What needs to be done: Below is a set of records. Please retype every one exactly.

:::::

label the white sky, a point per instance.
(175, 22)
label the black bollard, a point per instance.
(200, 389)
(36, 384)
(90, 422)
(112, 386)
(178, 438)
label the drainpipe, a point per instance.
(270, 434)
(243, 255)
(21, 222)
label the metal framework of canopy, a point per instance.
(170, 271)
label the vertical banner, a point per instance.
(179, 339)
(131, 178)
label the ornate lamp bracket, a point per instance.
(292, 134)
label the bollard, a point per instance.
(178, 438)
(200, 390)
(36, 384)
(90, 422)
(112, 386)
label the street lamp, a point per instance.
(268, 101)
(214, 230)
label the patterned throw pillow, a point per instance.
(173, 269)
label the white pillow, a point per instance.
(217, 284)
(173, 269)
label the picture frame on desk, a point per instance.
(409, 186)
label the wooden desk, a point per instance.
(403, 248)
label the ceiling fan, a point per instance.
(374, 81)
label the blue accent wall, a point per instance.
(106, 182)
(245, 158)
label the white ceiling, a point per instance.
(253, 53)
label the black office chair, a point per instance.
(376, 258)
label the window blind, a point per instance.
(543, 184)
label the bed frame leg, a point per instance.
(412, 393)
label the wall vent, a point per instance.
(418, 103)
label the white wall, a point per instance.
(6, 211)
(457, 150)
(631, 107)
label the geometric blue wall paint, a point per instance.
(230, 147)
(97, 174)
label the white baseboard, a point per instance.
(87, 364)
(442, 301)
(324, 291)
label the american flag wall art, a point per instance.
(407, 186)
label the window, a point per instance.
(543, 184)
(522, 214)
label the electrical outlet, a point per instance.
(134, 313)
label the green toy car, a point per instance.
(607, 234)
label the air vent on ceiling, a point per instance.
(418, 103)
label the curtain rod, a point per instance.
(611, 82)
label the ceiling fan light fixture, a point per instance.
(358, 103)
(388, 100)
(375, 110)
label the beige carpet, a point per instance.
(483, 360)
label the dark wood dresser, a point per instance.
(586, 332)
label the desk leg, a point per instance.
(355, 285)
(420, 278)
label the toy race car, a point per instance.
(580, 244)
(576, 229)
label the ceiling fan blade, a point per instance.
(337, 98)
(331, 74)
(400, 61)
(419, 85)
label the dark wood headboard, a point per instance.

:::::

Written solution:
label the white sky, a point per instance.
(175, 22)
label the black bollard, a point per instance.
(200, 389)
(36, 384)
(90, 422)
(112, 386)
(178, 438)
label the drainpipe, a point per instance.
(270, 434)
(243, 255)
(21, 222)
label the metal framework of canopy, a point per instance.
(170, 271)
label the vertical banner, a point per instance.
(179, 339)
(131, 178)
label the ornate lamp bracket, a point per instance.
(292, 134)
label the bollard, a point per instance.
(178, 438)
(200, 390)
(36, 384)
(90, 422)
(112, 386)
label the street lamp, a point per instance.
(268, 101)
(214, 230)
label the patterned throw pillow, a point per instance.
(173, 269)
label the white pillow, a point per instance.
(217, 284)
(173, 269)
label the picture frame on desk, a point per instance.
(409, 186)
label the wooden desk, a point per instance.
(403, 248)
label the ceiling fan, a point per instance.
(374, 81)
label the blue accent wall, a point per instance.
(106, 182)
(245, 158)
label the white ceiling, a point per instance.
(253, 53)
label the black office chair, a point per instance.
(376, 258)
label the window blind, a point per instance.
(543, 184)
label the bed frame leg, a point per instance.
(412, 393)
label the wall vent, a point per instance.
(418, 103)
label the white wall, a point per instance.
(6, 211)
(457, 150)
(631, 107)
label the geometric blue wall paint, a point per instance.
(230, 147)
(97, 174)
label the white baseboard, a point per instance.
(87, 364)
(442, 301)
(324, 291)
label the american flag wall art, a point per instance.
(407, 186)
label the window, a point per instance.
(543, 184)
(522, 214)
label the electrical outlet, a point per instance.
(134, 313)
label the green toy car, a point per instance.
(607, 234)
label the air vent on ceiling, a point per instance.
(418, 103)
label the curtain rod, a point per instance.
(611, 82)
label the ceiling fan light fixture, a point per instance.
(358, 103)
(388, 100)
(375, 110)
label the beige carpet, a point per instance.
(483, 360)
label the dark wood dresser, a point per instance.
(586, 332)
label the desk leg, a point per instance.
(355, 285)
(420, 278)
label the toy race car, a point per instance.
(580, 244)
(576, 229)
label the ceiling fan blade, a point per instance.
(337, 98)
(331, 74)
(400, 61)
(419, 85)
label the dark wood headboard, a point per instance.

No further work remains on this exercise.